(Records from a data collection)
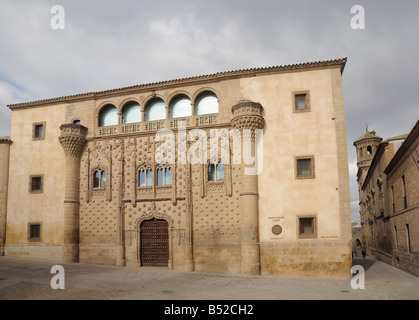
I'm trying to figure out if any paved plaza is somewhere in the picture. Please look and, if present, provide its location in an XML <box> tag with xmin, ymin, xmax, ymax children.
<box><xmin>0</xmin><ymin>256</ymin><xmax>419</xmax><ymax>300</ymax></box>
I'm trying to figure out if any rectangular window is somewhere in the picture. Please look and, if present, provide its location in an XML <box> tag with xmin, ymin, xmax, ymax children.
<box><xmin>296</xmin><ymin>156</ymin><xmax>314</xmax><ymax>179</ymax></box>
<box><xmin>295</xmin><ymin>94</ymin><xmax>307</xmax><ymax>110</ymax></box>
<box><xmin>32</xmin><ymin>122</ymin><xmax>45</xmax><ymax>140</ymax></box>
<box><xmin>298</xmin><ymin>216</ymin><xmax>317</xmax><ymax>239</ymax></box>
<box><xmin>406</xmin><ymin>224</ymin><xmax>412</xmax><ymax>253</ymax></box>
<box><xmin>391</xmin><ymin>186</ymin><xmax>396</xmax><ymax>213</ymax></box>
<box><xmin>29</xmin><ymin>175</ymin><xmax>44</xmax><ymax>193</ymax></box>
<box><xmin>28</xmin><ymin>223</ymin><xmax>41</xmax><ymax>241</ymax></box>
<box><xmin>293</xmin><ymin>91</ymin><xmax>310</xmax><ymax>112</ymax></box>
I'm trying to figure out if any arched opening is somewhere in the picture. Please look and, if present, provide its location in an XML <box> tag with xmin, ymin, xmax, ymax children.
<box><xmin>99</xmin><ymin>104</ymin><xmax>118</xmax><ymax>127</ymax></box>
<box><xmin>169</xmin><ymin>94</ymin><xmax>192</xmax><ymax>118</ymax></box>
<box><xmin>195</xmin><ymin>91</ymin><xmax>218</xmax><ymax>116</ymax></box>
<box><xmin>145</xmin><ymin>98</ymin><xmax>166</xmax><ymax>121</ymax></box>
<box><xmin>93</xmin><ymin>170</ymin><xmax>106</xmax><ymax>188</ymax></box>
<box><xmin>122</xmin><ymin>101</ymin><xmax>141</xmax><ymax>124</ymax></box>
<box><xmin>140</xmin><ymin>218</ymin><xmax>169</xmax><ymax>267</ymax></box>
<box><xmin>208</xmin><ymin>162</ymin><xmax>224</xmax><ymax>181</ymax></box>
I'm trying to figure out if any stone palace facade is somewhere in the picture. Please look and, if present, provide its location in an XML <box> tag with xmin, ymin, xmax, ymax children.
<box><xmin>0</xmin><ymin>59</ymin><xmax>351</xmax><ymax>278</ymax></box>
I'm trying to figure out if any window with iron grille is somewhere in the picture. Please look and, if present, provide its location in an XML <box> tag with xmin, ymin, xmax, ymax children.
<box><xmin>32</xmin><ymin>122</ymin><xmax>45</xmax><ymax>140</ymax></box>
<box><xmin>28</xmin><ymin>223</ymin><xmax>41</xmax><ymax>241</ymax></box>
<box><xmin>298</xmin><ymin>216</ymin><xmax>317</xmax><ymax>239</ymax></box>
<box><xmin>296</xmin><ymin>156</ymin><xmax>315</xmax><ymax>179</ymax></box>
<box><xmin>293</xmin><ymin>91</ymin><xmax>310</xmax><ymax>112</ymax></box>
<box><xmin>29</xmin><ymin>175</ymin><xmax>44</xmax><ymax>193</ymax></box>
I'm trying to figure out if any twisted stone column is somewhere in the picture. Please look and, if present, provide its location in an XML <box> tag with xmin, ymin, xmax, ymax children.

■ DIRECTIONS
Count how many lines of the data above contain the word "window". Reply with the number alone.

■ EXPECTED OUTPUT
2